TASK INPUT section start

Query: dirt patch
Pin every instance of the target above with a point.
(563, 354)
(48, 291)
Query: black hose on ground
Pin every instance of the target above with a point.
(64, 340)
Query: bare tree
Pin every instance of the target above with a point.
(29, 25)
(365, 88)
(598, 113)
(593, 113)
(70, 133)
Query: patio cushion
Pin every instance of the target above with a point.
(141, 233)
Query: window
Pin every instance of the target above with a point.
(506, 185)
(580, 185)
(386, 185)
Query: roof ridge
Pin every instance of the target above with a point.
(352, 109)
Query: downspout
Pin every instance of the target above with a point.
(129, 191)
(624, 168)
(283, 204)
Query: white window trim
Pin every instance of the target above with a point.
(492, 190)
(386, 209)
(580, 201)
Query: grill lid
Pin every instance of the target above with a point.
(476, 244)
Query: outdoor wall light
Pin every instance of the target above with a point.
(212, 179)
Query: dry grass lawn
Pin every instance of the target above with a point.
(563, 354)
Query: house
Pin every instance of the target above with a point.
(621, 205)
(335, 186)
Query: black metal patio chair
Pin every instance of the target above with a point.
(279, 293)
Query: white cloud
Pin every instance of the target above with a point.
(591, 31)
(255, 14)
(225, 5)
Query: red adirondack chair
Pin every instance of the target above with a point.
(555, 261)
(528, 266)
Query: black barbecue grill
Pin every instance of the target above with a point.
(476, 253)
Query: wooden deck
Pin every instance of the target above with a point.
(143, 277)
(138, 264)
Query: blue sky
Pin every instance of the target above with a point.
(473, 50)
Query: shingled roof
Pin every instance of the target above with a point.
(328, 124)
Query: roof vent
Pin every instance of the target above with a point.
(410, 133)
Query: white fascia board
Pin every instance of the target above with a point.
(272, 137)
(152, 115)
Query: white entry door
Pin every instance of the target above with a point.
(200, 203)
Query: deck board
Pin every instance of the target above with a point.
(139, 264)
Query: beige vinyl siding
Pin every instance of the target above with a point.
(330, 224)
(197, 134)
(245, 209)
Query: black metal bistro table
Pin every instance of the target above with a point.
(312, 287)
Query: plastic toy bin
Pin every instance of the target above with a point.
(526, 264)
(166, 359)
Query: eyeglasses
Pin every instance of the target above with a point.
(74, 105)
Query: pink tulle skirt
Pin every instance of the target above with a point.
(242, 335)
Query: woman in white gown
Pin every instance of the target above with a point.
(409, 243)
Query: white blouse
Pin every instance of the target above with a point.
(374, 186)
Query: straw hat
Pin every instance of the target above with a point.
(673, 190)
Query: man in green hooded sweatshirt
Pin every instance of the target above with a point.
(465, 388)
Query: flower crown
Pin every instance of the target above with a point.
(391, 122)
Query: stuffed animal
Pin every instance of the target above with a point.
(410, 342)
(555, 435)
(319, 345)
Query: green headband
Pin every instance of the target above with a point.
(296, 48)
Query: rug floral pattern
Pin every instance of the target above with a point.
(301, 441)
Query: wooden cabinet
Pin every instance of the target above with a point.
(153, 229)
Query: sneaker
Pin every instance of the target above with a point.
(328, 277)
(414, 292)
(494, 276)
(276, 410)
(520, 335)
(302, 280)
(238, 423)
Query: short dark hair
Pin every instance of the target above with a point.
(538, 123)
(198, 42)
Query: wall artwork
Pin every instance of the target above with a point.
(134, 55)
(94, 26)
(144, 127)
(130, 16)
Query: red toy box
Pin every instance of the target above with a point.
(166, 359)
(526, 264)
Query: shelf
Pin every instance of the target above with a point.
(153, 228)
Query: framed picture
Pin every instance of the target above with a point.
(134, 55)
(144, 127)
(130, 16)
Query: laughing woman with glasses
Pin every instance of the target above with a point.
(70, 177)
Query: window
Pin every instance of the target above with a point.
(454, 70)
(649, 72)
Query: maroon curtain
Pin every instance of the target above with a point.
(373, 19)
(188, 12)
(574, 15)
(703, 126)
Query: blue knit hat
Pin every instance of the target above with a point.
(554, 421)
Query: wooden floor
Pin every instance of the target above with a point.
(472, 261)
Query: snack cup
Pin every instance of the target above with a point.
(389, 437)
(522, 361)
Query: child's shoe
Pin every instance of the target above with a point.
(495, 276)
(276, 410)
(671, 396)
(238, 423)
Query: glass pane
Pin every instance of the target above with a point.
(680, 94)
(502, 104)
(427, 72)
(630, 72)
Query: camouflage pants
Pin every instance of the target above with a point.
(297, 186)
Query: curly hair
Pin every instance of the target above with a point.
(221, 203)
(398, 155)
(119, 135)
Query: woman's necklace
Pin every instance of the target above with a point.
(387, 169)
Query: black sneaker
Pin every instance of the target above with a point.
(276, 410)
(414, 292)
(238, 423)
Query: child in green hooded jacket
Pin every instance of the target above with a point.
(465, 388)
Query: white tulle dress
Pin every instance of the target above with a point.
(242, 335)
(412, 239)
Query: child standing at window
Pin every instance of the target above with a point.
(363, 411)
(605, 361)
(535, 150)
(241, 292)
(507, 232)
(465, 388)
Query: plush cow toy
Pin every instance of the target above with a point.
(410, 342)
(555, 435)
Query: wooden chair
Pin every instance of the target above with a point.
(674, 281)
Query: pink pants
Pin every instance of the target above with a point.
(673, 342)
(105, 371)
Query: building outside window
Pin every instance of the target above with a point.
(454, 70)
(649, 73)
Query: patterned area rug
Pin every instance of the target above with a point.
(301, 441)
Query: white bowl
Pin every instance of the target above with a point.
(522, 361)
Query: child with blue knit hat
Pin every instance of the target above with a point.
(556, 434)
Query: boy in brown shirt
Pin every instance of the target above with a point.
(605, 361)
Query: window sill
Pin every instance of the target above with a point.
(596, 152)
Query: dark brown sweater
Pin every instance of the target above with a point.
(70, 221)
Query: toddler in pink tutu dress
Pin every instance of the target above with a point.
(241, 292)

TASK INPUT section end

* [PROBLEM] Wherever a line in the data above holds the word "wall", copy that line.

* [COMPLETED TASK]
Query: outdoor wall light
Query: wall artwork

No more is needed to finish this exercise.